• [Text]:

Nina Salarno Besselman’s career as a stalwart victims’ rights advocate began in 1980 when she testified before President Regan’s Task Force on Crime Victims. She was 12.

Her youthful testimony grew out of a family tragedy – the execution-style murder of her oldest sister Catina in 1979. Nina told the panel that trauma became even more painful for the family during the legal process that followed. As victims, they found they had no voice and no rights. The killer was convicted of 2nd degree murder – and since then Nina has successfully argued at nine parole hearings to keep him in custody.

That terrible experience forged Nina’s lifelong commitment to serving crime victims and their families. After graduating from New College School of Law in San Francisco, she chose to become a prosecutor. Her first post was in Tulare County and later she shifted to Placer County, where she was responsible for all sexual assault cases and the coordination of the Multiple Disciplinary Interview Center and Sexual Assault Response Team. From 1995 to 1999, Nina worked for Sacramento County and specialized in domestic violence cases.

• [Excerpted data]:
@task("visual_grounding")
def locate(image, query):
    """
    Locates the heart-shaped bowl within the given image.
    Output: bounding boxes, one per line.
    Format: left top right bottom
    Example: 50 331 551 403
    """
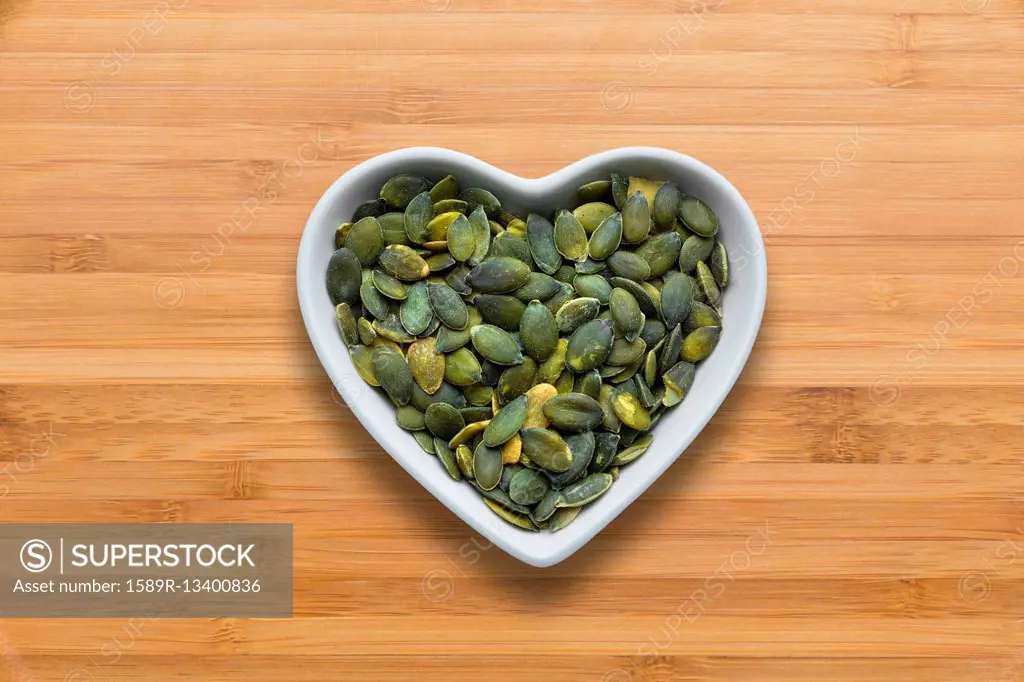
296 146 768 567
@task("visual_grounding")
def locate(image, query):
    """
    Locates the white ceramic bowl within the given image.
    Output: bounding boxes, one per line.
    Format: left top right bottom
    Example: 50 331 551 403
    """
296 146 767 566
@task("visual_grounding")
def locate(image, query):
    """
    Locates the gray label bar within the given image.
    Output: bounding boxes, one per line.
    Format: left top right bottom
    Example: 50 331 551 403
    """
0 523 292 617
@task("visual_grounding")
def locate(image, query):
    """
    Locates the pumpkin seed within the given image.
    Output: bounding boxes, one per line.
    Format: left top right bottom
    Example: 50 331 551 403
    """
636 231 683 278
651 182 683 229
473 294 526 332
555 473 612 507
526 213 562 274
351 199 387 224
611 390 650 431
520 428 572 473
399 282 434 333
459 187 502 218
662 274 693 327
577 180 611 203
381 175 431 211
371 346 413 406
608 288 645 341
554 210 587 260
471 325 522 366
587 213 623 260
513 299 558 363
572 274 611 305
555 298 601 334
572 202 616 235
334 303 360 346
509 468 551 506
444 348 482 386
544 393 603 431
623 191 650 244
483 395 526 447
473 442 504 491
608 251 650 282
565 319 613 374
679 197 718 237
327 247 362 306
468 254 529 294
700 242 729 287
379 244 430 282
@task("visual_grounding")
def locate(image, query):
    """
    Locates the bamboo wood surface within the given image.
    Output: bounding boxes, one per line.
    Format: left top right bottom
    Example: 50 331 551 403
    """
0 0 1024 682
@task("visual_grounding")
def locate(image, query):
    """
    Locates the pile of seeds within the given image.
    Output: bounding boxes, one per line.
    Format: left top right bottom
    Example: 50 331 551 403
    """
327 174 729 530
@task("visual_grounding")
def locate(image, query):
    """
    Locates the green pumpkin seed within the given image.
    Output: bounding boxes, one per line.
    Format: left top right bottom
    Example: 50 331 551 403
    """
679 197 718 237
587 213 623 260
408 336 444 394
483 395 526 447
471 325 522 366
371 346 413 406
680 327 722 363
662 274 693 327
526 213 562 274
515 272 574 303
544 393 603 431
469 256 529 294
701 242 729 288
423 284 469 331
345 216 384 267
334 303 359 346
544 282 575 314
355 317 377 346
608 288 646 341
372 270 409 301
577 180 611 204
636 231 683 278
554 210 587 260
565 319 613 374
413 431 437 455
447 213 475 261
459 187 502 218
473 294 526 332
327 247 362 306
495 357 537 404
348 346 381 387
587 433 620 473
520 428 572 473
572 274 611 305
548 431 596 488
679 235 715 273
395 404 426 431
623 191 650 244
611 390 650 431
399 282 434 336
444 348 482 386
697 260 722 307
430 175 459 204
381 175 431 211
473 442 504 491
606 338 647 368
651 182 683 229
351 199 387 223
572 202 616 235
379 244 430 282
555 473 612 507
608 251 650 282
483 499 540 532
509 468 551 506
555 298 601 334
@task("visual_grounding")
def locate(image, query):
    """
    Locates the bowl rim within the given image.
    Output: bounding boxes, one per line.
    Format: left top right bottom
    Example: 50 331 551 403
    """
296 146 768 567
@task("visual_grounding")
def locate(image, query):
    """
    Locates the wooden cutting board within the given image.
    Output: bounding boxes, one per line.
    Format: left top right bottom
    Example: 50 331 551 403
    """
0 0 1024 682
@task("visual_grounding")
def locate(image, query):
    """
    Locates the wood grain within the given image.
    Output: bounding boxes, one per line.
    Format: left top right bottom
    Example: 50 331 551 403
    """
0 0 1024 682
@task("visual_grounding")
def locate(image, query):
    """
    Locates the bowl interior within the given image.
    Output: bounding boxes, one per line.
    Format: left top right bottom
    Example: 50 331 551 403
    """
297 147 767 566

• [Work to complete]:
(a) Answer these from the passage on Nina Salarno Besselman:
(i) How old was she when she testified before the Task Force on Crime Victims in 1980?
(ii) At how many parole hearings has she argued to keep her sister's killer in custody?
(iii) What kind of cases did she specialize in while working for Sacramento County?
(b) Carry on the passage about Nina Salarno Besselman from its final sentence.

• [Answers for this exercise]:
(a)
(i) 12
(ii) Nine
(iii) Domestic violence cases

(b)
During her career as a prosecutor, Nina never lost a case.

In May 1999, California Attorney General Bill Lockyer appointed Nina to direct the first state Office of Victim Services. In that role she implemented both the Death Penalty Notification Program and an Appeals Notification Program. She also authored “The Death Penalty Handbook: A Guide for Crime Victims.”

Nina left the Attorney General’s Office in 2002 and began a private practice that handled complex family law, criminal cases and parole hearings.

She also expanded her political role and her efforts have repeatedly strengthened victims’ rights and protections in California:

  • She authored the Amber Alert to immediately publicize child abductions, enabling the public to help police locate missing children. The law has helped recover more than 200 children since its passage in 2002;
  • She was one of the directors of the successful 2004 campaign to defeat Prop 66, which sought to weaken the Three Strikes law;
  • She helped win the fight in 2008 to pass Prop 9, the California’s Victims’ Bill of Rights, known familiarly as “Marsy’s Law.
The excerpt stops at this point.